Top of Extracted information

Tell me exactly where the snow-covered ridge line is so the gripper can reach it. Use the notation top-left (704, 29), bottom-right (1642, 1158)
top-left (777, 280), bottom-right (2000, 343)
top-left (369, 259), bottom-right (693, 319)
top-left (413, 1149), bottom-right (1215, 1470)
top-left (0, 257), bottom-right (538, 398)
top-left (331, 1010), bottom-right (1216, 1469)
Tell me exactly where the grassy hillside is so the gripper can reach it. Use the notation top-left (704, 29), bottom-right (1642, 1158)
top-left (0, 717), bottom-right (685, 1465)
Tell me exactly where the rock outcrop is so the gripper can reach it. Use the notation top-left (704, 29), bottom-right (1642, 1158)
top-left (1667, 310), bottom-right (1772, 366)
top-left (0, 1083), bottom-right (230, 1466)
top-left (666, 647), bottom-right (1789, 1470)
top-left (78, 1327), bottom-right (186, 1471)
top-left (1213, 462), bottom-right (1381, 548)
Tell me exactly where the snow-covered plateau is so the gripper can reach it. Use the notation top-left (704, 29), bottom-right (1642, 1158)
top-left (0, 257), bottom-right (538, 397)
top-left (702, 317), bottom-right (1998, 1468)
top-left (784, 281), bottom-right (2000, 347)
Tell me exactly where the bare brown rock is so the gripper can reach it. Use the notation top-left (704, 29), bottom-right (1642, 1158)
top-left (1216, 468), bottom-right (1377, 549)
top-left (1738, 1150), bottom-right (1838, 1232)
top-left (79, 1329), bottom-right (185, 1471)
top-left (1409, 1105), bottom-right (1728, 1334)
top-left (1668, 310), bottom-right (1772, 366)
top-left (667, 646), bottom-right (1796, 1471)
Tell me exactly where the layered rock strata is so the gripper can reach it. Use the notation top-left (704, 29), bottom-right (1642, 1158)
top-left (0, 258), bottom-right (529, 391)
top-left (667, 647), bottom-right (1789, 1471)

Bottom of Extracted information

■ **Requirement**: Your task is to reproduce all the records above exactly as they appear.

■ **Reply to the exercise**:
Tell me exactly where the snow-covered ridge line is so the gripper can reach it. Use the notation top-left (704, 29), bottom-right (1642, 1158)
top-left (777, 280), bottom-right (2000, 343)
top-left (369, 259), bottom-right (693, 319)
top-left (413, 1149), bottom-right (1215, 1470)
top-left (0, 257), bottom-right (538, 398)
top-left (331, 1010), bottom-right (1216, 1469)
Tell me exactly where the grassy hillside is so the gripper can reach it. Use the notation top-left (704, 29), bottom-right (1642, 1158)
top-left (0, 717), bottom-right (685, 1465)
Tell me exactly where the rock outcrop is so the gripper can reach it. Use the notation top-left (704, 29), bottom-right (1642, 1158)
top-left (1667, 310), bottom-right (1772, 366)
top-left (0, 1083), bottom-right (230, 1466)
top-left (666, 647), bottom-right (1789, 1470)
top-left (78, 1327), bottom-right (186, 1471)
top-left (1213, 462), bottom-right (1381, 548)
Tell me exactly where the snow-covered plateau is so the gripper can reach it. Use the notation top-left (704, 29), bottom-right (1642, 1158)
top-left (0, 257), bottom-right (538, 397)
top-left (702, 317), bottom-right (1998, 1468)
top-left (784, 281), bottom-right (2000, 347)
Tell me exactly where the bare brown rock is so the gripper can reach it. Use the notation top-left (704, 29), bottom-right (1642, 1158)
top-left (1216, 468), bottom-right (1377, 549)
top-left (1738, 1150), bottom-right (1838, 1232)
top-left (79, 1329), bottom-right (185, 1471)
top-left (1409, 1105), bottom-right (1728, 1334)
top-left (1668, 310), bottom-right (1772, 366)
top-left (667, 646), bottom-right (1796, 1471)
Tell me exactly where the layered rock strata is so the gripper can reach it. Use the notation top-left (704, 29), bottom-right (1642, 1158)
top-left (0, 258), bottom-right (529, 391)
top-left (667, 647), bottom-right (1789, 1471)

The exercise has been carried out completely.